- [Work to complete]: Filter the records below and copy out every line that contains the string "shirt".

- [Supplied records]:

********************

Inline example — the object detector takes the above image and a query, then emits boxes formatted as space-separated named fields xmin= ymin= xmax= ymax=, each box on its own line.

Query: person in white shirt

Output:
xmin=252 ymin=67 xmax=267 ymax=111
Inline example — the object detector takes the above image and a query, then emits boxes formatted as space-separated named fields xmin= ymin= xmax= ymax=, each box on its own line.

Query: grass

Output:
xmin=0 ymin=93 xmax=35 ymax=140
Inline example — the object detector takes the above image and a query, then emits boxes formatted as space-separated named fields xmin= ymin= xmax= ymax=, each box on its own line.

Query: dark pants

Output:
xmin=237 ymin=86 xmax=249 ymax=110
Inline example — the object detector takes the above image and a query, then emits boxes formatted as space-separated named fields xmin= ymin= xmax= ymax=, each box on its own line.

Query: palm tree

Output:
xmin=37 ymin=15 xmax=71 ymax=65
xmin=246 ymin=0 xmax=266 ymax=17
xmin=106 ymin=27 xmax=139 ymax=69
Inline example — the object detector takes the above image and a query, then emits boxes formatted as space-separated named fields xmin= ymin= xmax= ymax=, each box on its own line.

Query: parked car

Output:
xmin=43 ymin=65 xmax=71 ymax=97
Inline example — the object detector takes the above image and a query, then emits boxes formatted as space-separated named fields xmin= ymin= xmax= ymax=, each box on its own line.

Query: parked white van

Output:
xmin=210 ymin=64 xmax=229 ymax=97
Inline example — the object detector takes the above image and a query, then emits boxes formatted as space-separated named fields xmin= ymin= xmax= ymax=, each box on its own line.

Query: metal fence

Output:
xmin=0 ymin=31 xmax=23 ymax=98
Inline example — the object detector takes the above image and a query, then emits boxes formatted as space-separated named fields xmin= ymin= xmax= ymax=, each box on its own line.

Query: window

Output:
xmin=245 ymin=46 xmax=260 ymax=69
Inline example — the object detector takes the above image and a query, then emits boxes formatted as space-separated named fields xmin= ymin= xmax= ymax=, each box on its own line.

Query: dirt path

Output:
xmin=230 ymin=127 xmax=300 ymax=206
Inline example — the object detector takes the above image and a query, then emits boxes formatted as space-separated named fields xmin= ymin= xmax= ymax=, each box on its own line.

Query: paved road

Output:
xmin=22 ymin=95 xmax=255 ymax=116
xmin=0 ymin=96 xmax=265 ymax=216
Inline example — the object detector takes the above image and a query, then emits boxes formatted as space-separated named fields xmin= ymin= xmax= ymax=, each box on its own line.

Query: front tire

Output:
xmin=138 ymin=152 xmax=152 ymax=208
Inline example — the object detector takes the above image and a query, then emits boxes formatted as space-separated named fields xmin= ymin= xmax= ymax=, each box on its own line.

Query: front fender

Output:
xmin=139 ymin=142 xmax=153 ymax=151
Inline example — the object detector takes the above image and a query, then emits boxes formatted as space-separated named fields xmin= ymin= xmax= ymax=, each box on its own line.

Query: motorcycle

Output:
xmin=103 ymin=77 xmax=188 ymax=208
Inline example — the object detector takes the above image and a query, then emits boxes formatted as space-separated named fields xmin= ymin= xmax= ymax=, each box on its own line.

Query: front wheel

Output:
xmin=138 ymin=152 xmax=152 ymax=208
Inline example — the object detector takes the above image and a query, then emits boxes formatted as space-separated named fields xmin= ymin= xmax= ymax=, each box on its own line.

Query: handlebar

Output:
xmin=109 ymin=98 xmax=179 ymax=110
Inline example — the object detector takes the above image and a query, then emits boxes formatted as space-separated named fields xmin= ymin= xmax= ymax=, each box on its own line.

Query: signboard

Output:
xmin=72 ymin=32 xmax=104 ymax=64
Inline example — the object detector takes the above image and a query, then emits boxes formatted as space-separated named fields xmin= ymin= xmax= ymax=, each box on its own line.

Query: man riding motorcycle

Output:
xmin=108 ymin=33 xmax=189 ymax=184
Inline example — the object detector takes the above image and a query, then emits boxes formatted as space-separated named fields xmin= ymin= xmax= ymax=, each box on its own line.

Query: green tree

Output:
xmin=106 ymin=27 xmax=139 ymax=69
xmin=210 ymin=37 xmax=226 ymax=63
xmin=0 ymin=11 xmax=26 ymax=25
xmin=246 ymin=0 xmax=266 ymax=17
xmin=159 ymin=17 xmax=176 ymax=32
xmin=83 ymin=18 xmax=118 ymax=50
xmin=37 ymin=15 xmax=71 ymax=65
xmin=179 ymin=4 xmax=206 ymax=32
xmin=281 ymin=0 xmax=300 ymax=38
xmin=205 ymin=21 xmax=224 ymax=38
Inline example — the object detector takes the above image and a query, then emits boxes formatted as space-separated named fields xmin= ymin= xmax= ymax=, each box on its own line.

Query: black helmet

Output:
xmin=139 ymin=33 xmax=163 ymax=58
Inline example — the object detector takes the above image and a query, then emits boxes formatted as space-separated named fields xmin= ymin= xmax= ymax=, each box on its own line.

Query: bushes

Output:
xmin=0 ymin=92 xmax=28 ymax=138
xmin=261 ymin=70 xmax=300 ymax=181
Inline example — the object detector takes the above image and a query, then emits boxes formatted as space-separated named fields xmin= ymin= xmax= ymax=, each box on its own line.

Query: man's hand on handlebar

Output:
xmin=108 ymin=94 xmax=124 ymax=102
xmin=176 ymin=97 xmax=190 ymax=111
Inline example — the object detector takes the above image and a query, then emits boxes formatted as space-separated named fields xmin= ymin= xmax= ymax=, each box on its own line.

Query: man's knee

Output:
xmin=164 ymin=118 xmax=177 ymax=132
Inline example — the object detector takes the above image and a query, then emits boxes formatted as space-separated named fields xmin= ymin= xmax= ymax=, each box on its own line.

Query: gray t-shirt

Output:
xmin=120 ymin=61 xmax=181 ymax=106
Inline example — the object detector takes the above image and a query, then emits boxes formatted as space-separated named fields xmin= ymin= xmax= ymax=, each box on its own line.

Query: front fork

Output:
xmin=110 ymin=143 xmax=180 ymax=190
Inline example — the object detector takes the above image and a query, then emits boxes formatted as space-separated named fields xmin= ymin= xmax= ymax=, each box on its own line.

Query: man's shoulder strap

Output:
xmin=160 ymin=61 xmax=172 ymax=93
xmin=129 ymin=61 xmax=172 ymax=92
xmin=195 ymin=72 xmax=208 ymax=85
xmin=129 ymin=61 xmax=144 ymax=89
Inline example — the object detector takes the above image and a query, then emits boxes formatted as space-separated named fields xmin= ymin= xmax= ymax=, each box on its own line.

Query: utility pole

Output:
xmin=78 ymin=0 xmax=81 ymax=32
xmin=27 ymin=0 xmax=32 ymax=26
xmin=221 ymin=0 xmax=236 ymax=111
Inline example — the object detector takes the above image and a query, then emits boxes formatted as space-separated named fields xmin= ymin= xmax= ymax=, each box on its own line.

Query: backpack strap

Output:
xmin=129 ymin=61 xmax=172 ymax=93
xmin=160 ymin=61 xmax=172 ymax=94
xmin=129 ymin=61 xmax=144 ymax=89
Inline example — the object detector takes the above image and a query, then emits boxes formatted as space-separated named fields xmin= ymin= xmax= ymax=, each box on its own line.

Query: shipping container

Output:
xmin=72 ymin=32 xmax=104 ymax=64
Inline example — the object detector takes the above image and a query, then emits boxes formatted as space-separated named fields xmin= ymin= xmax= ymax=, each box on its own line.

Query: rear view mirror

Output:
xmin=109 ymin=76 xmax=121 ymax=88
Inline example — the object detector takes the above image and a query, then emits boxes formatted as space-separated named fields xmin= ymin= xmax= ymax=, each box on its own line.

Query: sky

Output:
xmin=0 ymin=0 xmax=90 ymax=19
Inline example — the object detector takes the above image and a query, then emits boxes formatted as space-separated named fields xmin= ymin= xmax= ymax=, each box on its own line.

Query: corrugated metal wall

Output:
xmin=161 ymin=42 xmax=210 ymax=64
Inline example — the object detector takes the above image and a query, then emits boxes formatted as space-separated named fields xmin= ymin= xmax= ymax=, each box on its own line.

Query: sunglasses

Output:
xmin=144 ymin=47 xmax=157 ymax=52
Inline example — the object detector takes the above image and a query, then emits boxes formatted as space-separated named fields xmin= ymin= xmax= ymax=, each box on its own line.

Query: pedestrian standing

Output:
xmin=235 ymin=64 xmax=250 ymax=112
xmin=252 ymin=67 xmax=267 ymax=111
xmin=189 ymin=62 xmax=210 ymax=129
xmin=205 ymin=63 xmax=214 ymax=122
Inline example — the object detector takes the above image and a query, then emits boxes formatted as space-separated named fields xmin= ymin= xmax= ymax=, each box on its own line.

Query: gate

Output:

********************

- [Response to this task]:
Query: person in white shirt
Query: gray t-shirt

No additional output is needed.